▶ _Exercise_: Copy the lines below character for character, starting with the first line and ending with the line that contains "Now the white", both included.

▶ _Records for this exercise_:
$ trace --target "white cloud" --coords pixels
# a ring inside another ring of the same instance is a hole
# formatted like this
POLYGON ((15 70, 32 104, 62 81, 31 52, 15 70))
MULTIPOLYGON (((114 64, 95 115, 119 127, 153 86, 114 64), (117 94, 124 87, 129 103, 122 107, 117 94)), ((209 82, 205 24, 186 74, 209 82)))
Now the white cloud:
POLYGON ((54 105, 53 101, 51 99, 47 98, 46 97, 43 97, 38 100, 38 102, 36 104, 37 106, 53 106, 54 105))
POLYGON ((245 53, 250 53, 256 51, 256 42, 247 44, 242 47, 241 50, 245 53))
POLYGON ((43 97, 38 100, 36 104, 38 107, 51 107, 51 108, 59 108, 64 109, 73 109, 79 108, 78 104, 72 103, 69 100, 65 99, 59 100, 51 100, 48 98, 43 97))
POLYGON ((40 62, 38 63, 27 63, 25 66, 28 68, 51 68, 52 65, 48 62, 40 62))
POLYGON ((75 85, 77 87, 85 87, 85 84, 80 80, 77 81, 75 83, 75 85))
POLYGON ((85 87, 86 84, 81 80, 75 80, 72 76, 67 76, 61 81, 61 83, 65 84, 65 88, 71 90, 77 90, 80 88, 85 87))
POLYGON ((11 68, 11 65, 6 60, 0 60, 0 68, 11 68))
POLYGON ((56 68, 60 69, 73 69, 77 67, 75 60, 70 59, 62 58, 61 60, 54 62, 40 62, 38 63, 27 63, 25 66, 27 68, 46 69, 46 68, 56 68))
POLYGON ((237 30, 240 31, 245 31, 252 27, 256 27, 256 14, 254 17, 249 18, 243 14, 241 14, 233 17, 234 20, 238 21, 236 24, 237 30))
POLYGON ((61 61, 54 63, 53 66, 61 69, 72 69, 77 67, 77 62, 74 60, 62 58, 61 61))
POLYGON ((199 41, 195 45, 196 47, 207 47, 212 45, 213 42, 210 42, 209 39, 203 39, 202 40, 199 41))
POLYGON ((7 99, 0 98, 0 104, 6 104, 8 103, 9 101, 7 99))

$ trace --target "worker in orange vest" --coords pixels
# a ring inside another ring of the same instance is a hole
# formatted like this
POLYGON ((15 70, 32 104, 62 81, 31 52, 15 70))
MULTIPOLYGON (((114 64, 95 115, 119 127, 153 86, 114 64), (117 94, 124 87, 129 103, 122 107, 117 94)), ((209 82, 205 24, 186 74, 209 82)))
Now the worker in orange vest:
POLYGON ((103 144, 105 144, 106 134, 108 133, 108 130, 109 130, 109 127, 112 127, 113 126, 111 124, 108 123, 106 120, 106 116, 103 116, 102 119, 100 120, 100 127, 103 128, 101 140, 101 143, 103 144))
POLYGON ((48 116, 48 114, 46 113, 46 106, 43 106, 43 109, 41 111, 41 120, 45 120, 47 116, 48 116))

▶ _Full output_:
$ trace --target "white cloud" --coords pixels
# a ring inside another ring of the same instance is a hole
# formatted like this
POLYGON ((15 70, 32 104, 62 81, 31 52, 15 70))
MULTIPOLYGON (((114 64, 95 115, 119 127, 153 86, 114 64), (117 94, 124 87, 129 103, 122 107, 117 94)), ((209 82, 205 24, 186 74, 209 82)))
Now the white cloud:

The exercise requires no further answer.